Document excerpt —
»»

FAPESP closes 2004 with a surplus higher than R$ 98 million and starts off 2005 with financial liquidity of R$ 178. 2 million

This year promises to be even better for research in the State of Sao Paulo. FAPESP closed last year’s accounts with a R$ 703.6 million in cash, 7.95% higher than the initially forecast goal. Discounting the investments already ongoing, of short and long term – grants, scholarships, payments to suppliers and provisions -, the Foundation started off the year with a liquid financial patrimony of R$ 178.2 million, 52% higher than that registered in 2004. The good news is that these numbers have resulted in a surplus higher than R$ 98 million for the past year and show that the financial rebalancing has been consolidated. “We’re prepared to invest in special projects and in innovation, to go out of the routine and even to confront eventual adversities”, says Joaquim J. de Camargo Engler, FAPESP’s administrative director.

««

Data records —

»»

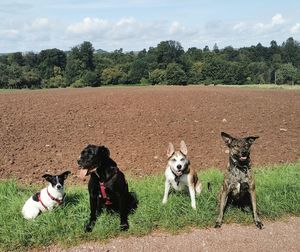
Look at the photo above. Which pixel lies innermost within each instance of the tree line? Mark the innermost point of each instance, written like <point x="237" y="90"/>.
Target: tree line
<point x="167" y="63"/>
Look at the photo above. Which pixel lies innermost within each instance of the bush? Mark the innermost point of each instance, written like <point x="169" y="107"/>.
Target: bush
<point x="175" y="75"/>
<point x="78" y="84"/>
<point x="157" y="76"/>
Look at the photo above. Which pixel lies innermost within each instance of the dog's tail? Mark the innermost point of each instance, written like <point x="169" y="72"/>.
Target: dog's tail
<point x="198" y="187"/>
<point x="133" y="202"/>
<point x="209" y="186"/>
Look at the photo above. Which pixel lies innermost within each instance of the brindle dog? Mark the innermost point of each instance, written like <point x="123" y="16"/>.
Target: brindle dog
<point x="238" y="187"/>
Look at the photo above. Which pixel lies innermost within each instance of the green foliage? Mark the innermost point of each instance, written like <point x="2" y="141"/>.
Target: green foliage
<point x="166" y="63"/>
<point x="287" y="73"/>
<point x="113" y="76"/>
<point x="175" y="74"/>
<point x="78" y="84"/>
<point x="157" y="76"/>
<point x="91" y="78"/>
<point x="278" y="194"/>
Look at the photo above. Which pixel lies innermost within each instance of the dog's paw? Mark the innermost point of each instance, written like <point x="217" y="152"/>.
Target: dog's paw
<point x="89" y="227"/>
<point x="259" y="224"/>
<point x="124" y="227"/>
<point x="218" y="225"/>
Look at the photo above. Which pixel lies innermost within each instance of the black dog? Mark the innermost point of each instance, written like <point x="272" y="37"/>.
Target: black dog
<point x="107" y="185"/>
<point x="239" y="186"/>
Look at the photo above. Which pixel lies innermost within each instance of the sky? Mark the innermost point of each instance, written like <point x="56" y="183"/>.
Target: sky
<point x="35" y="25"/>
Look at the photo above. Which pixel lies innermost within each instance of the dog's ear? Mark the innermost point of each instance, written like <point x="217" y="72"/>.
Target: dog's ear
<point x="65" y="174"/>
<point x="102" y="151"/>
<point x="227" y="138"/>
<point x="183" y="148"/>
<point x="48" y="177"/>
<point x="170" y="150"/>
<point x="251" y="139"/>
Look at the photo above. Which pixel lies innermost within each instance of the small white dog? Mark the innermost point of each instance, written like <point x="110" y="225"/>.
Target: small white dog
<point x="47" y="198"/>
<point x="179" y="174"/>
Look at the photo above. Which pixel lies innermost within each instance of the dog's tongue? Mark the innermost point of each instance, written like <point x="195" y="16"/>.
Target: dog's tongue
<point x="82" y="173"/>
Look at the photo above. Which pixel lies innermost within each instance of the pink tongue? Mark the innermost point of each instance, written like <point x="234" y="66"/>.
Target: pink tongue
<point x="82" y="173"/>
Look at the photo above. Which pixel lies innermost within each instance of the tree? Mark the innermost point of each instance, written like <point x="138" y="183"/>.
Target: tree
<point x="175" y="75"/>
<point x="196" y="74"/>
<point x="138" y="70"/>
<point x="112" y="76"/>
<point x="168" y="52"/>
<point x="86" y="55"/>
<point x="91" y="78"/>
<point x="287" y="74"/>
<point x="194" y="54"/>
<point x="291" y="52"/>
<point x="157" y="76"/>
<point x="48" y="60"/>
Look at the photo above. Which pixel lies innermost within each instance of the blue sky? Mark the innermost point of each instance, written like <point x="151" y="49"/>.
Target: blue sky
<point x="28" y="25"/>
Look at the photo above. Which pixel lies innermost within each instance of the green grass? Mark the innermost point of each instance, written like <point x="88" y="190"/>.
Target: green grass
<point x="266" y="86"/>
<point x="278" y="195"/>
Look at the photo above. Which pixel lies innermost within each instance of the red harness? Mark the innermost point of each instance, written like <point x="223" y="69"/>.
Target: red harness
<point x="103" y="194"/>
<point x="58" y="201"/>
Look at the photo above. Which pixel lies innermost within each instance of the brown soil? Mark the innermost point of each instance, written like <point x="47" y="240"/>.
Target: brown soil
<point x="44" y="131"/>
<point x="276" y="236"/>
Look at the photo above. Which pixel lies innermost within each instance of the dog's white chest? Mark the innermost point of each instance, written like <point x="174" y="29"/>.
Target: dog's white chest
<point x="178" y="183"/>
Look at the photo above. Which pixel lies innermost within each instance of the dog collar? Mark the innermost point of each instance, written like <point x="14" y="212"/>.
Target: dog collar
<point x="177" y="176"/>
<point x="40" y="200"/>
<point x="58" y="201"/>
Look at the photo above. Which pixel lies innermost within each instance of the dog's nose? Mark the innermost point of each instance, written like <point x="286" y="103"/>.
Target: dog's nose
<point x="244" y="153"/>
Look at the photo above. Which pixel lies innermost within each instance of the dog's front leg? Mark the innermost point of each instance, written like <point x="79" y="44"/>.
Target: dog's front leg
<point x="93" y="215"/>
<point x="167" y="189"/>
<point x="223" y="202"/>
<point x="257" y="221"/>
<point x="193" y="195"/>
<point x="124" y="226"/>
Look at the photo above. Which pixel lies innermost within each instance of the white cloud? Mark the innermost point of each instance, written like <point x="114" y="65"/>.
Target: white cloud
<point x="277" y="20"/>
<point x="239" y="26"/>
<point x="39" y="24"/>
<point x="295" y="29"/>
<point x="88" y="26"/>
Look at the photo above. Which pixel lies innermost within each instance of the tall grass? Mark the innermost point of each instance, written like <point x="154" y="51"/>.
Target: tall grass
<point x="278" y="194"/>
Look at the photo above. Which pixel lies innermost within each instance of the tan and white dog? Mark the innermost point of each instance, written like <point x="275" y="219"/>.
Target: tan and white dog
<point x="179" y="174"/>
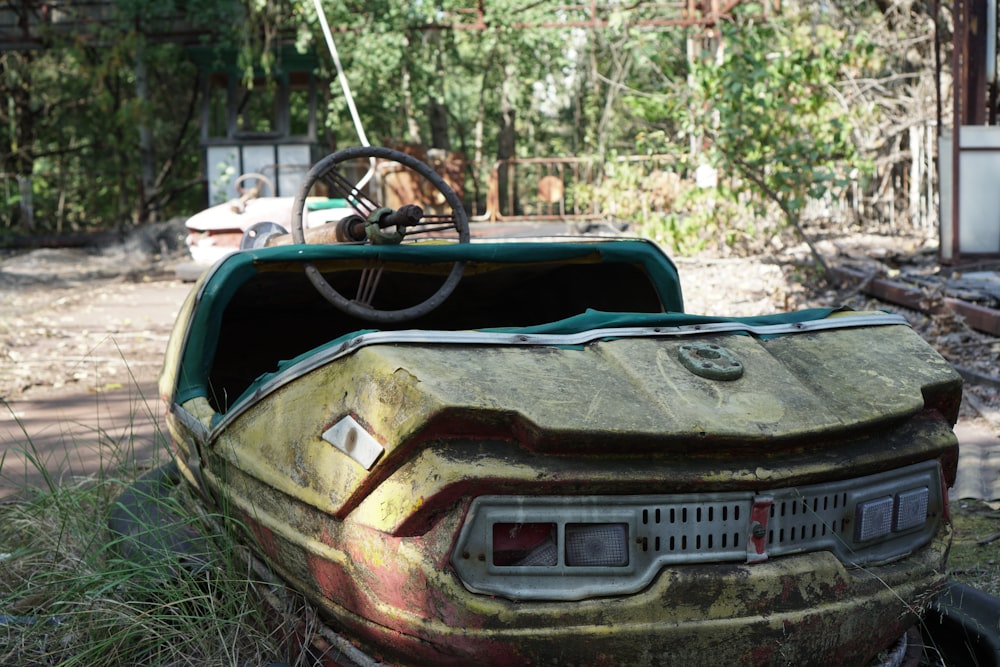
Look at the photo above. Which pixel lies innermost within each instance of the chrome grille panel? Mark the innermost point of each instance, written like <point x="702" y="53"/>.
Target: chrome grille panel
<point x="680" y="529"/>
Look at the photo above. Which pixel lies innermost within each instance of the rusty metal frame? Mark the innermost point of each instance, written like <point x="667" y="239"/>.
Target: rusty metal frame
<point x="683" y="13"/>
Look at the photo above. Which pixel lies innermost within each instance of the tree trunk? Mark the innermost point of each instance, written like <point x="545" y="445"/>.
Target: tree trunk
<point x="412" y="126"/>
<point x="147" y="165"/>
<point x="438" y="115"/>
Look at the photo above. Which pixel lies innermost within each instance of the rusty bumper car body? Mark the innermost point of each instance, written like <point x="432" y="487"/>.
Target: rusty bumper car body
<point x="553" y="462"/>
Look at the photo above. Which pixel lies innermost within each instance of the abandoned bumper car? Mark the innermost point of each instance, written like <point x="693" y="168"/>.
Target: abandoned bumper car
<point x="525" y="452"/>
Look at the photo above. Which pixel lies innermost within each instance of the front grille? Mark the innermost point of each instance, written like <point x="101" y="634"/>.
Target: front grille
<point x="671" y="530"/>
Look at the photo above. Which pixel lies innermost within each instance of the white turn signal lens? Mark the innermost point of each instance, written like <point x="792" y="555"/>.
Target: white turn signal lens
<point x="873" y="519"/>
<point x="911" y="509"/>
<point x="597" y="544"/>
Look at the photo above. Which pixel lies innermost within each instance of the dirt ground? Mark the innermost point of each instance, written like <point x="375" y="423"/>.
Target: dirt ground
<point x="83" y="331"/>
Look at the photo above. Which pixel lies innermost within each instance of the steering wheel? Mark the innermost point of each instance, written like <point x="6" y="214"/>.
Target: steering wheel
<point x="372" y="223"/>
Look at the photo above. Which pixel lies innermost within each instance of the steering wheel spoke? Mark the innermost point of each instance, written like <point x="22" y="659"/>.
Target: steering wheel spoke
<point x="375" y="222"/>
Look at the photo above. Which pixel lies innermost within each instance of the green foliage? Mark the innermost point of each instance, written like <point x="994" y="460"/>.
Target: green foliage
<point x="768" y="111"/>
<point x="769" y="116"/>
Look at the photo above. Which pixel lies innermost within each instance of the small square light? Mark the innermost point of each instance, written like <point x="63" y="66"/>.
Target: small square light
<point x="597" y="544"/>
<point x="911" y="509"/>
<point x="873" y="519"/>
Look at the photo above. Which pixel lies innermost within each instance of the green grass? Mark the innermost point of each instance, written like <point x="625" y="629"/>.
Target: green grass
<point x="975" y="552"/>
<point x="67" y="597"/>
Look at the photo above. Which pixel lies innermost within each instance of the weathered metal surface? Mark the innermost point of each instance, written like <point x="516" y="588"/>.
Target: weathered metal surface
<point x="372" y="547"/>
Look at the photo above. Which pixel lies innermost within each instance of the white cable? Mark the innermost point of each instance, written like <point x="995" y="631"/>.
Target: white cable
<point x="347" y="92"/>
<point x="340" y="73"/>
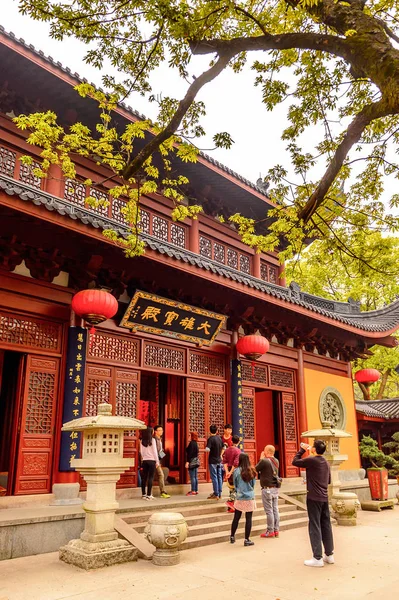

««

What to work on —
**1.** List the kinds of ongoing investments that the text on FAPESP's finances discounts from the cash total.
**2.** Duplicate the stretch from "This year promises" through "FAPESP’s administrative director." in the text on FAPESP's finances, word for word.
The records above are not needed for anything here.

Answers —
**1.** Grants, scholarships, payments to suppliers, provisions

**2.**
This year promises to be even better for research in the State of Sao Paulo. FAPESP closed last year’s accounts with a R$ 703.6 million in cash, 7.95% higher than the initially forecast goal. Discounting the investments already ongoing, of short and long term – grants, scholarships, payments to suppliers and provisions -, the Foundation started off the year with a liquid financial patrimony of R$ 178.2 million, 52% higher than that registered in 2004. The good news is that these numbers have resulted in a surplus higher than R$ 98 million for the past year and show that the financial rebalancing has been consolidated. “We’re prepared to invest in special projects and in innovation, to go out of the routine and even to confront eventual adversities”, says Joaquim J. de Camargo Engler, FAPESP’s administrative director.